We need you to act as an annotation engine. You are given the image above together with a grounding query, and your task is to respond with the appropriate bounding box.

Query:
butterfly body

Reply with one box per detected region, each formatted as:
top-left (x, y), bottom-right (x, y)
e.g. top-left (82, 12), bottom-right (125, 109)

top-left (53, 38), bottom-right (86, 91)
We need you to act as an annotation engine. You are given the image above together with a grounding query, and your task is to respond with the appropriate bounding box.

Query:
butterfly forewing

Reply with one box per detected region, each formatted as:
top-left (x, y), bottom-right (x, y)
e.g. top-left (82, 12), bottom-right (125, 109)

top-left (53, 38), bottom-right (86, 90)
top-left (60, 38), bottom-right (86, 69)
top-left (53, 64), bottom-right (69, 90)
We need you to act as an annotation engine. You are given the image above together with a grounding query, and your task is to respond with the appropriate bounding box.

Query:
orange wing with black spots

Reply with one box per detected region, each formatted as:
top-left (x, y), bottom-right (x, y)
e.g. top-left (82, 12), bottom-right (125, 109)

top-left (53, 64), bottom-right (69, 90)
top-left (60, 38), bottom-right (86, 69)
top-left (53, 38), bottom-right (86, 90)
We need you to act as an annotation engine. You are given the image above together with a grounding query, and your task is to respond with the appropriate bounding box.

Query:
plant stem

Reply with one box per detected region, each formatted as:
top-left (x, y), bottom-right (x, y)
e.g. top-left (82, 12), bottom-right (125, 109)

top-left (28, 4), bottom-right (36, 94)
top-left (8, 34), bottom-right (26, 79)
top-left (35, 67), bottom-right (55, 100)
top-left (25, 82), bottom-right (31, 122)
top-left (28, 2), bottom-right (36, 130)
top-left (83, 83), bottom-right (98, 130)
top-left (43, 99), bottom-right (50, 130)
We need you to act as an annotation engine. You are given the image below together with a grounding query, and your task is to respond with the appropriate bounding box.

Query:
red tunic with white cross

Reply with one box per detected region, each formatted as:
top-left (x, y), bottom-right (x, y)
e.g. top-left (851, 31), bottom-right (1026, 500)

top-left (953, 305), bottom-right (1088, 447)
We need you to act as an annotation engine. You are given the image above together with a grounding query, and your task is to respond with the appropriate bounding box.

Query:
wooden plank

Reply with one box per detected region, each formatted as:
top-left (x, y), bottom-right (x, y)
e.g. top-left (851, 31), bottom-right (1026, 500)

## Task
Update every one of the records above by changing "annotation engine" to "labeling tool" wherever it appears, and leave the rest of the wording untouched.

## The response
We need you to act as an labeling tool. You are given the image above together with a grounding query, and your task is to respond with the appropriate bounding box.

Query:
butterfly body

Reply with one box per detected region, each formatted as:
top-left (x, y), bottom-right (x, y)
e.g. top-left (82, 12), bottom-right (125, 109)

top-left (53, 38), bottom-right (86, 91)
We need you to act as an labeling tool. You are given the image above together with a grounding query, and your task is to respond with the appropriate bounding box.

Query:
butterfly forewing

Reply with one box per detected region, each formatted as:
top-left (x, y), bottom-right (x, y)
e.g. top-left (82, 12), bottom-right (125, 109)

top-left (53, 38), bottom-right (86, 90)
top-left (60, 38), bottom-right (86, 69)
top-left (53, 64), bottom-right (69, 90)
We need you to act as an labeling tool. You are given the image above together with a grounding query, and your task is to respond with the appropriate bounding box.

Query:
orange wing with black spots

Reply with one box per detected region, each formatted as:
top-left (x, y), bottom-right (x, y)
e.g. top-left (82, 12), bottom-right (125, 109)

top-left (53, 64), bottom-right (69, 90)
top-left (60, 38), bottom-right (86, 69)
top-left (53, 38), bottom-right (86, 90)
We need you to act as an labeling tool. You are given the image above together with a grounding query, and your task is to respond with the appropriate bounding box.

Query:
plant stem

Reply with one box per detected region, each formatted as:
top-left (x, y), bottom-right (x, y)
e.g. top-left (82, 12), bottom-right (125, 109)

top-left (28, 4), bottom-right (36, 94)
top-left (8, 34), bottom-right (26, 79)
top-left (35, 67), bottom-right (55, 100)
top-left (25, 82), bottom-right (31, 122)
top-left (28, 2), bottom-right (36, 130)
top-left (83, 83), bottom-right (98, 130)
top-left (43, 99), bottom-right (50, 130)
We need you to act as an labeling tool. You are given the image below together with a grounding query, and your task is to respond with the appropriate bounding box.

Query:
red tunic with white cross

Reply with one box per detected region, each formatted as:
top-left (x, y), bottom-right (x, y)
e.g. top-left (851, 31), bottom-right (1026, 500)

top-left (953, 305), bottom-right (1088, 447)
We need you to act as an labeling tool. You are given the image above together with a grounding query, and your task is to respond with the appropriate bounding box.

Query:
wooden plank

Reply with one box per detected region, each formatted as:
top-left (x, y), bottom-right (x, y)
e.g. top-left (851, 31), bottom-right (1026, 500)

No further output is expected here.